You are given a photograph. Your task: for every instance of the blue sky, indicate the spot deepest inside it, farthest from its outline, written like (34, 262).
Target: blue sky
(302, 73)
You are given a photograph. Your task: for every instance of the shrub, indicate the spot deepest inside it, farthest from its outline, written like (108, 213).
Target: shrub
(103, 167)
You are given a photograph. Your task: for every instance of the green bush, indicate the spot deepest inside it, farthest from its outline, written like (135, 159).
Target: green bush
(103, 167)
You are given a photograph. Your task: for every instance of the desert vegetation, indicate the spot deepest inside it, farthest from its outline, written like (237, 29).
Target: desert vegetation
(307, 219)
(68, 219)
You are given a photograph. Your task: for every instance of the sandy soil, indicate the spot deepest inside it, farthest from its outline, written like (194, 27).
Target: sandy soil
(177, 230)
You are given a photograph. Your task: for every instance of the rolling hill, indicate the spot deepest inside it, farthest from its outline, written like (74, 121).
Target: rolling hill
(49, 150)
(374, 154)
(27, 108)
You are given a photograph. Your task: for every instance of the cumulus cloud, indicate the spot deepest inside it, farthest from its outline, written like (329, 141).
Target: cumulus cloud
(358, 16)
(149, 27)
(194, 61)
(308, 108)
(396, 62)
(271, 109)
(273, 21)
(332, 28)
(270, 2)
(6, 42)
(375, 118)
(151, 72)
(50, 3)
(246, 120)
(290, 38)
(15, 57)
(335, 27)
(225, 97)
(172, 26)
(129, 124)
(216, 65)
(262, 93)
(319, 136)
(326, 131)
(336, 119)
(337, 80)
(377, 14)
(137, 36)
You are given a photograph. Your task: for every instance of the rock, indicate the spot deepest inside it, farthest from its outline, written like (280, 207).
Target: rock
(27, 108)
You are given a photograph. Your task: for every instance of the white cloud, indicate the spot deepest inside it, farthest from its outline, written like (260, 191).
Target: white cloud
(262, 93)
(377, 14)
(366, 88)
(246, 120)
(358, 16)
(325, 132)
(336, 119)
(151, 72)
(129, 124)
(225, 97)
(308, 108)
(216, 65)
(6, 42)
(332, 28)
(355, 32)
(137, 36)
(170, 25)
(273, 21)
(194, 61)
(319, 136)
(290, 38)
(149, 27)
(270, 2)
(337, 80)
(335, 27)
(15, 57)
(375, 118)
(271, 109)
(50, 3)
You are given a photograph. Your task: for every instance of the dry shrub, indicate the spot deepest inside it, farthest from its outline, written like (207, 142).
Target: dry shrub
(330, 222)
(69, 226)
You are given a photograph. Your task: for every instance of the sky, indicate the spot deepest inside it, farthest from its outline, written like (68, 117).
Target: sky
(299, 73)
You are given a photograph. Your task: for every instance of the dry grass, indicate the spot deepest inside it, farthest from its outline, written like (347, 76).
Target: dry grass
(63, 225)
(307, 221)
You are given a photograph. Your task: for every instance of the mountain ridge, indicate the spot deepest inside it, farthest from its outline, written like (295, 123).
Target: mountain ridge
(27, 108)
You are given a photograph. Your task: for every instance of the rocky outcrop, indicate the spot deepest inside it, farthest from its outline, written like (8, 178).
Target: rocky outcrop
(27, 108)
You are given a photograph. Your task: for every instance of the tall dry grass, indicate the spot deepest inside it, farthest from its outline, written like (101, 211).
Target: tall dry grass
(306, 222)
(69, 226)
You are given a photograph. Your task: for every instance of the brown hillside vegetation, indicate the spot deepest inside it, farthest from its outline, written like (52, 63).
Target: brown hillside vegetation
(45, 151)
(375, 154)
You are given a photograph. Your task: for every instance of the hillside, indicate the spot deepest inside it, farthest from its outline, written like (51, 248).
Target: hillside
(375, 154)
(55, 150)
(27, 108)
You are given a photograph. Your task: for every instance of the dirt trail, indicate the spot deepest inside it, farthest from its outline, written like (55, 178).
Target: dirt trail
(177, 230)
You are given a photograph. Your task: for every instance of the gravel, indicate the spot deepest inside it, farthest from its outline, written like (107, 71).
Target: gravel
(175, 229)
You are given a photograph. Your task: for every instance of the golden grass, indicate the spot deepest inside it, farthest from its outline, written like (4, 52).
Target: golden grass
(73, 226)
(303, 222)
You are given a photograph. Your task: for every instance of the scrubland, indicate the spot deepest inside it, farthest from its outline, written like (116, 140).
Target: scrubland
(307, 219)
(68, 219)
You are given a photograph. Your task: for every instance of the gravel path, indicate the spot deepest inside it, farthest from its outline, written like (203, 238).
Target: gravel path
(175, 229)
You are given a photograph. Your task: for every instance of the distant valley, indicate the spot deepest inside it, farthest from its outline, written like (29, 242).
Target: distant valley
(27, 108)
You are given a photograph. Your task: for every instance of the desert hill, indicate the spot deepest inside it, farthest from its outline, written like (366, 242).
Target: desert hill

★ ★ ★ ★

Task requirements: Every entry above must appear again in the reply, exactly as it stands.

The answer:
You are given a photograph. Your task: for every instance of the blue sky, indicate the spot deepest inside it, farthest from its outline, written like (34, 262).
Target: blue sky
(302, 73)
You are given a photograph. Your task: for every instance of the shrub, indicate the spot deepest inside it, farthest from its outline, written like (108, 213).
Target: shrub
(103, 167)
You are given a photograph. Your task: for every instance of the green bush, indicate the spot deepest inside it, farthest from its outline, written like (135, 159).
Target: green bush
(103, 167)
You are given a photograph. Your task: for every instance of the desert vegetation, indicate the spot deepest inside it, farthest from its outline, written like (237, 29).
Target: desert vegetation
(307, 219)
(68, 219)
You are given a photograph. Your task: for every instance of the sandy soil, indicate the spot deepest inside it, farthest from its outline, written like (194, 27).
Target: sandy soil
(177, 230)
You are given a photograph. Your task: for every instance of the rolling hill, indicate the spot deepest inside it, farthest from its outline, written like (74, 121).
Target: rolling hill
(49, 150)
(374, 154)
(27, 108)
You are given a photograph. Your task: for every instance of the cumulus cloud, indicate the spot deepest inside it, farthest from its outline, written like (329, 141).
Target: cumulus cloud
(358, 16)
(149, 27)
(194, 61)
(308, 108)
(396, 62)
(271, 109)
(273, 21)
(332, 28)
(270, 2)
(6, 42)
(375, 118)
(151, 72)
(50, 3)
(246, 120)
(290, 38)
(15, 57)
(335, 27)
(225, 97)
(172, 26)
(129, 124)
(216, 65)
(262, 93)
(319, 136)
(326, 131)
(336, 119)
(337, 80)
(377, 14)
(137, 36)
You are given a photograph. Your task: for every instance of the rock, indicate the spot deepest inside it, farthest from its outline, written like (280, 207).
Target: rock
(27, 108)
You are given a photograph. Your task: for every instance of the white cloud, indicate the spot deepest inside it, farthest from its outline, written like (260, 191).
Target: white cloud
(262, 93)
(377, 14)
(366, 88)
(246, 120)
(358, 16)
(325, 132)
(336, 119)
(151, 72)
(129, 124)
(225, 97)
(308, 108)
(216, 65)
(6, 42)
(332, 28)
(355, 32)
(137, 36)
(170, 25)
(273, 21)
(194, 61)
(319, 136)
(290, 38)
(149, 27)
(270, 2)
(337, 80)
(335, 27)
(15, 57)
(375, 118)
(271, 109)
(50, 3)
You are given a photograph. Your task: for every instance of the dry shrub, indicate the spot deepest inside it, farthest from its outline, written like (207, 142).
Target: dry shrub
(330, 222)
(69, 226)
You are given a photograph. Your task: for every instance of the sky, indicate the spot deepest inside it, farthest from its outline, written like (68, 117).
Target: sky
(299, 73)
You are given a photograph. Your task: for every instance of the dry grass, indicate the spot deepest inside it, farthest from its outline, written like (347, 76).
Target: dry grass
(63, 225)
(307, 221)
You are given a photograph. Your task: for every instance of the mountain ridge, indicate the spot deepest inside it, farthest from its outline, written like (295, 123).
Target: mountain ridge
(27, 108)
You are given a photograph. Your task: for every instance of the rocky outcrop, indicate the spot deepest inside it, farthest from its outline, written like (8, 178).
Target: rocky outcrop
(27, 108)
You are given a photograph. Your task: for every instance of the tall dry grass, indicate the spot deepest inside it, farthest from its outline, written like (101, 211).
Target: tall dry grass
(306, 222)
(69, 226)
You are given a photograph. Your task: for every instance of the brown hillside vegetation, indicate the spot deepest inside it, farthest from its outline, written like (52, 63).
Target: brown hillside vegetation
(45, 151)
(375, 154)
You are given a photograph. Your task: for every instance of the hillside, indicate the spot deepest inside it, farthest from its outline, written like (51, 248).
Target: hillside
(375, 154)
(55, 150)
(27, 108)
You are given a photograph. Your task: for every instance of the dirt trail, indicate the spot deepest inside it, farthest from its outline, written like (55, 178).
Target: dirt trail
(177, 230)
You are given a photograph. Your task: for every instance of the gravel, indicate the spot deepest inside it, farthest from its outline, written like (107, 71).
Target: gravel
(175, 229)
You are given a photograph. Your task: for every instance of the golden grass, indicate the spot deepest inside it, farthest from its outline, written like (4, 52).
Target: golden grass
(73, 226)
(303, 222)
You are given a photograph. Your task: for every instance of the scrubland, indicate the spot deepest inside it, farthest from its outline, written like (116, 140).
Target: scrubland
(307, 219)
(68, 219)
You are given a photograph. Your task: for every instance of the gravel path, indicate the spot deepest inside it, farthest from its outline, written like (203, 238).
Target: gravel path
(175, 229)
You are given a photograph. Your task: for every instance of the distant valley, indicate the spot deepest inside it, farthest from its outline, written like (29, 242).
Target: distant valley
(27, 108)
You are given a photograph. Your task: for every instance of the desert hill, indicate the spot deepest inside it, farthest from its outline, written like (366, 242).
Target: desert hill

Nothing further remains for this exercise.